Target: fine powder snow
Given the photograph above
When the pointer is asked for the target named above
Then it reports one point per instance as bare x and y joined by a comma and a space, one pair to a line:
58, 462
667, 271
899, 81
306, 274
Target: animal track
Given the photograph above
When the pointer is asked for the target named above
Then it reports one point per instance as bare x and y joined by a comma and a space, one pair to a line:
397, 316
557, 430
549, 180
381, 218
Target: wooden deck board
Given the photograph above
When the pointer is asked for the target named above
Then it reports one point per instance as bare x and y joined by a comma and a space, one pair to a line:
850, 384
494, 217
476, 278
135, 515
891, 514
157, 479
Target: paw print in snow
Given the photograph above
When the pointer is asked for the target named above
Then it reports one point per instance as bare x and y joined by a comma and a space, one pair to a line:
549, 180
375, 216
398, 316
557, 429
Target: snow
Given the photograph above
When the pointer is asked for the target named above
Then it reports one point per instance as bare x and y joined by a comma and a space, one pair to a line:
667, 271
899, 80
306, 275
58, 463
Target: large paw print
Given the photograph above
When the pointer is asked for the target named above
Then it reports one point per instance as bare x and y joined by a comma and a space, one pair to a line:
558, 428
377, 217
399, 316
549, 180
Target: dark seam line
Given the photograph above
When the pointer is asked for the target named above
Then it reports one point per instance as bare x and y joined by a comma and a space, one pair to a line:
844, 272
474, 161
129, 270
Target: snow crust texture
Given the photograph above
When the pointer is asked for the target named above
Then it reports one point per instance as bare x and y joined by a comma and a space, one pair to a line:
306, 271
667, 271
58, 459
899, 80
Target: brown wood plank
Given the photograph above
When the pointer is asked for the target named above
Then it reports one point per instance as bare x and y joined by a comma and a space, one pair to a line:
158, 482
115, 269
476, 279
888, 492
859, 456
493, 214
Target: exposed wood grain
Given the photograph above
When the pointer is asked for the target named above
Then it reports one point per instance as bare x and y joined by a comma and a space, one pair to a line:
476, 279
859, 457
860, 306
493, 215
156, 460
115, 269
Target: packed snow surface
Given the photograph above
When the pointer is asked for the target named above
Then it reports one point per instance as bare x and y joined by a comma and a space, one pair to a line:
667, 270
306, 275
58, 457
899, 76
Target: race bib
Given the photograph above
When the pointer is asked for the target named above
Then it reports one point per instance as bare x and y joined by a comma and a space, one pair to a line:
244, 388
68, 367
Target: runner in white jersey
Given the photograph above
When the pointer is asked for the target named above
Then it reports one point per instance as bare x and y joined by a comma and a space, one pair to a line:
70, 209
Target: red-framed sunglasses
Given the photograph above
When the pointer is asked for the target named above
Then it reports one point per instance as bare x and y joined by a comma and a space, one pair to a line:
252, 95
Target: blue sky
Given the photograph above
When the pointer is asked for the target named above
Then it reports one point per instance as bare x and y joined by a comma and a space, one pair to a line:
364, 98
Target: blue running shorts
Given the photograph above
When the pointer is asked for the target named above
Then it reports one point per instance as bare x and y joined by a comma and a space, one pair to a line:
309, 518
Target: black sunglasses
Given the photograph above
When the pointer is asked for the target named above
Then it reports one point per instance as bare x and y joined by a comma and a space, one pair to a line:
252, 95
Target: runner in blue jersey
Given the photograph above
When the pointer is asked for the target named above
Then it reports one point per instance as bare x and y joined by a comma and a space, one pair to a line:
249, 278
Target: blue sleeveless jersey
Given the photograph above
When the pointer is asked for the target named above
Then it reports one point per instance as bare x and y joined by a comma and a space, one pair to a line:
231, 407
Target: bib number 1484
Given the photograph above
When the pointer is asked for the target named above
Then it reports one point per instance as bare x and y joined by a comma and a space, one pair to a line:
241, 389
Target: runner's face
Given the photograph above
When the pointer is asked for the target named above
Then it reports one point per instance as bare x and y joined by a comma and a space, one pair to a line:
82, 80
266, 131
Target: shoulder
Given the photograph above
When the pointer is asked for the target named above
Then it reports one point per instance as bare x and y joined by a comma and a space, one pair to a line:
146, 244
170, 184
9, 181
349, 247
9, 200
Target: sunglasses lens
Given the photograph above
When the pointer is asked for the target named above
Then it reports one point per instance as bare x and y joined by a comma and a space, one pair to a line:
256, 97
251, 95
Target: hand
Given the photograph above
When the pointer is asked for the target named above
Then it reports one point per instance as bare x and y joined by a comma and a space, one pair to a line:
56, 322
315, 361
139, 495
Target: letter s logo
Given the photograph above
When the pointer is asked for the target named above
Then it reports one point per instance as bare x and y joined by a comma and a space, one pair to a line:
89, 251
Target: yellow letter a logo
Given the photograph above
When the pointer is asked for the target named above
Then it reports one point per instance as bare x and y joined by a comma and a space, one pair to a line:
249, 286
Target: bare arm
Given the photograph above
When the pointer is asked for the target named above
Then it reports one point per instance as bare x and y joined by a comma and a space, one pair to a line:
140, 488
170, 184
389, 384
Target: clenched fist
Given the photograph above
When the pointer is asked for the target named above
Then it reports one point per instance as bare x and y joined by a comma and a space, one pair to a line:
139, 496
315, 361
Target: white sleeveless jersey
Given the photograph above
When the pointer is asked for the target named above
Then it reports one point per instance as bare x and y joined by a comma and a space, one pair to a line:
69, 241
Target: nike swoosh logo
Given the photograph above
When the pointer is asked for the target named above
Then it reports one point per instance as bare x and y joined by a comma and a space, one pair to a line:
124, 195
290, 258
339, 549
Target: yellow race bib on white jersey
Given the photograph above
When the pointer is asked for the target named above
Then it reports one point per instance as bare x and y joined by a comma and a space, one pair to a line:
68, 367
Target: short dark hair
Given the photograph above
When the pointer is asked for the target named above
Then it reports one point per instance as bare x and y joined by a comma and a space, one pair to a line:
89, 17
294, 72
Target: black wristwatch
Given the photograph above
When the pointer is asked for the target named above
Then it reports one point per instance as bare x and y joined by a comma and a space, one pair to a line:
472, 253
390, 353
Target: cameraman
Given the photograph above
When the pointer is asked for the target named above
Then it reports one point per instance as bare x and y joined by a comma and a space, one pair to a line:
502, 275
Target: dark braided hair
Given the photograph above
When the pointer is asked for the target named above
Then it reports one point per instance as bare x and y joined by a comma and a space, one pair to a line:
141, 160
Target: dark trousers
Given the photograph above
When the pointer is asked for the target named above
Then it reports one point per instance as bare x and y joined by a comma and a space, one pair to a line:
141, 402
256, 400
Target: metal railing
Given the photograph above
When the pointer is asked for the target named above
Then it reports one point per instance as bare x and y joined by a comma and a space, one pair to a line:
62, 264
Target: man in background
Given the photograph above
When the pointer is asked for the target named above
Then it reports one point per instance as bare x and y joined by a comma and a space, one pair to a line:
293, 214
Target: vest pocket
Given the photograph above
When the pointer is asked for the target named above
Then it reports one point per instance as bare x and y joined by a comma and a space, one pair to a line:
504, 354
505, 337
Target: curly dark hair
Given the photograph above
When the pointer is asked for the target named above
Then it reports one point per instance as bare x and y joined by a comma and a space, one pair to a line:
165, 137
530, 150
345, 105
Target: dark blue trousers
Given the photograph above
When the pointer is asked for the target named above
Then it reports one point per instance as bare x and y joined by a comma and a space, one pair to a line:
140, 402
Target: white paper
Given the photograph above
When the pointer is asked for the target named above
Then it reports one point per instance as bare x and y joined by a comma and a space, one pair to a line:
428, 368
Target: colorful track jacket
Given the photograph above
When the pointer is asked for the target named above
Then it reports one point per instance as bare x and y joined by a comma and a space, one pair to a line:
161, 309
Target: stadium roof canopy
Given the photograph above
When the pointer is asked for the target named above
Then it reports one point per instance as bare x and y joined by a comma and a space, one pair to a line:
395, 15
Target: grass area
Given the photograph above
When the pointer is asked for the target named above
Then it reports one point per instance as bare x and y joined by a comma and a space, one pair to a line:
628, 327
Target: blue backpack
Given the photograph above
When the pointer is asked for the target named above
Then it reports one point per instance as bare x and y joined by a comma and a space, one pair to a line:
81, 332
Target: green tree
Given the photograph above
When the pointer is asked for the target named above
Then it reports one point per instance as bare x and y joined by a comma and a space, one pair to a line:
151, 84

+ + + +

(Tâche courte) Réécrivez les lignes comprises entre celle qui contient « Target: green tree » et la fin du matériel, bornes incluses. Remplacez « pointer » par « locator » et laissez tout le reste inchangé.

(Réponse à la tâche)
Target: green tree
Given the photograph above
When the locator is asked for the target named above
Then it reports one point per instance as bare x and y joined by a comma and a space, one pair to a line:
151, 84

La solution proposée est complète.